Photo d'un rassemblement de juifs orthodoxes Jewpop

Témoignage : comment le Coronavirus m’a vaccinée contre l’orthodoxie

17 minutes de lecture

En France comme en Israël, la population juive orthodoxe est particulièrement touchée par le Coronavirus. La raison : les mesures de confinement y sont moins respectées. Dans ce témoignage-réflexion, Maya Haïm nous fait partager son expérience de cohabitation avec certains d’entre eux, en période de pandémie.

Comment le Coronavirus m’a vaccinée contre l’orthodoxie

Photo d'un haredi faisant un doigt d'honneur Jewpop

Je suis croyante, mais je n’ai pas grandi en école juive. Depuis quelques années, je me suis mise à prier, surtout le vendredi, et à respecter shabbat le plus possible. J’aime la manière dont ça me ramène à l’essentiel, et me fait sentir que je suis inscrite dans une longue histoire.

══════

### Travail demandé
Poursuivez le témoignage sur le coronavirus et l'orthodoxie après sa dernière phrase, à la première personne.

══════

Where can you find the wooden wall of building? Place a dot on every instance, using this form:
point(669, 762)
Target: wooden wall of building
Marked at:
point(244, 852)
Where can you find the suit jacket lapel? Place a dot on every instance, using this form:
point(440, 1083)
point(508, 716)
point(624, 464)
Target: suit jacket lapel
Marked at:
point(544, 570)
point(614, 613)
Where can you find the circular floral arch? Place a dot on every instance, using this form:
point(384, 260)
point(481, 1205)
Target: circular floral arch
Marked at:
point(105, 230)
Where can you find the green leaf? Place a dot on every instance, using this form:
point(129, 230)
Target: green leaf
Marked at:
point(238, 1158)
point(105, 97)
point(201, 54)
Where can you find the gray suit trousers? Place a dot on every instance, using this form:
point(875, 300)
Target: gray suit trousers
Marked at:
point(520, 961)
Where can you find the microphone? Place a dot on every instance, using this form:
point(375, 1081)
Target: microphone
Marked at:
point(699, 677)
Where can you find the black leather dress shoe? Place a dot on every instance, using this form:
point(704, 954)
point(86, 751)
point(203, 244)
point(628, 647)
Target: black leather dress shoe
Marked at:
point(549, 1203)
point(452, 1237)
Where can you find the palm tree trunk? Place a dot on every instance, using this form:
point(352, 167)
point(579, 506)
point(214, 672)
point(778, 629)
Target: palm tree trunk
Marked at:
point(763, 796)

══════

### Corrigé proposé
Il y a quelques mois, j’ai fait mon alya et me suis installée dans un oulpan (école d’hébreu) où logent cent cinquante nouveaux immigrants, parmi lesquels des orthodoxes1 affiliés à des courants sépharades, hassidiques et sionistes religieux (originaires de France mais aussi d’autres pays d’Europe, d’Amérique du nord et du sud).

Avant la crise du coronavirus, notre quotidien était rythmé par les cours d’hébreu, des ateliers, des sorties et des moments de partage, dans une ambiance dynamique et extraordinairement harmonieuse.

Quand les mesures de confinement ont été annoncées et que les activités ont cessé, je m’attendais à trouver un oulpan calme et relativement désert, où chacun essaierait de rester au maximum dans son appartement. Pourtant, cette même semaine, un immense brouhaha a envahi l’établissement : faisant fi des indications du gouvernement, des groupes de religieux ont continué à se réunir dans les espaces communs, chantant à tue-tête, criant et s’esclaffant de rire, inondant les groupes Whatsapp d’invitations à des activités et de photos où ils apparaissaient enlacés ou entassés les uns sur les autres, partageant la nourriture, sans se soucier des risques de contagion.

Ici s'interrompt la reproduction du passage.